Outline labeling data:
******************************

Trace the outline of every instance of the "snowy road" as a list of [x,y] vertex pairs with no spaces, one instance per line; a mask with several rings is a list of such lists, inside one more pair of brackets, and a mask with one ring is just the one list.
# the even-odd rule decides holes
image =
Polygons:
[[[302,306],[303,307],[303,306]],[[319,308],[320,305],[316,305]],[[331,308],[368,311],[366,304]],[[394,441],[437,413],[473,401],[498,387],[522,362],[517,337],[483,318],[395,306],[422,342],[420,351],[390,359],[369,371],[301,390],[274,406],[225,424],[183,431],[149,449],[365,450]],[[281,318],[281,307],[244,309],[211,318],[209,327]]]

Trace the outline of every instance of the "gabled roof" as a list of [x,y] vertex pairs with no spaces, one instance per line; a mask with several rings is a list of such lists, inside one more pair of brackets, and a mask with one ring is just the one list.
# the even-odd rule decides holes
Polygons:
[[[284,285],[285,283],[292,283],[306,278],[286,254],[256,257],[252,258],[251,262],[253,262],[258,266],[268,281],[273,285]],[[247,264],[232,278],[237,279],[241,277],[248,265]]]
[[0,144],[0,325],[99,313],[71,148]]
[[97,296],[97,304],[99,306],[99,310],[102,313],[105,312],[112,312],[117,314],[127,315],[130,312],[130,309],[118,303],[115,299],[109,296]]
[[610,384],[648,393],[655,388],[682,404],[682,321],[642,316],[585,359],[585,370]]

******************************

■ **Direction**
Can you pull every line of the data above out verbatim, repeating each one without any change?

■ **Result of this task**
Trace the outline of every instance of the "snowy road" as a list of [x,y] vertex pairs with no spaces, one instance per line; a mask with several rings is a list of such lists, inside one more pair of brackets, and a mask with one ring is just the one list.
# the even-odd rule decides holes
image =
Polygons:
[[[302,306],[303,307],[303,306]],[[319,308],[320,305],[316,305]],[[331,308],[368,311],[366,304]],[[394,441],[437,413],[473,401],[498,387],[522,362],[517,337],[483,318],[395,306],[422,342],[420,351],[390,359],[369,371],[301,390],[274,406],[225,424],[183,431],[149,449],[365,450]],[[281,318],[281,307],[244,309],[211,318],[209,327]]]

Trace the outline of every instance of the "gabled roof" as a list of [x,y] vertex pairs with no spaces, one instance per line; a mask with several rings is a list of such lists, inside one more pair of brackets, and a mask with one ring is just the one list.
# the even-odd rule decides holes
Polygons:
[[[284,285],[285,283],[292,283],[306,278],[286,254],[256,257],[252,258],[251,262],[253,262],[258,266],[268,281],[273,285]],[[247,264],[232,278],[237,279],[241,277],[248,265]]]
[[0,144],[0,325],[99,313],[71,148]]
[[97,296],[97,304],[99,306],[99,310],[102,313],[105,312],[112,312],[117,314],[127,315],[130,312],[130,309],[118,303],[115,299],[109,296]]
[[610,384],[648,393],[655,388],[682,404],[682,321],[642,316],[585,359],[585,370]]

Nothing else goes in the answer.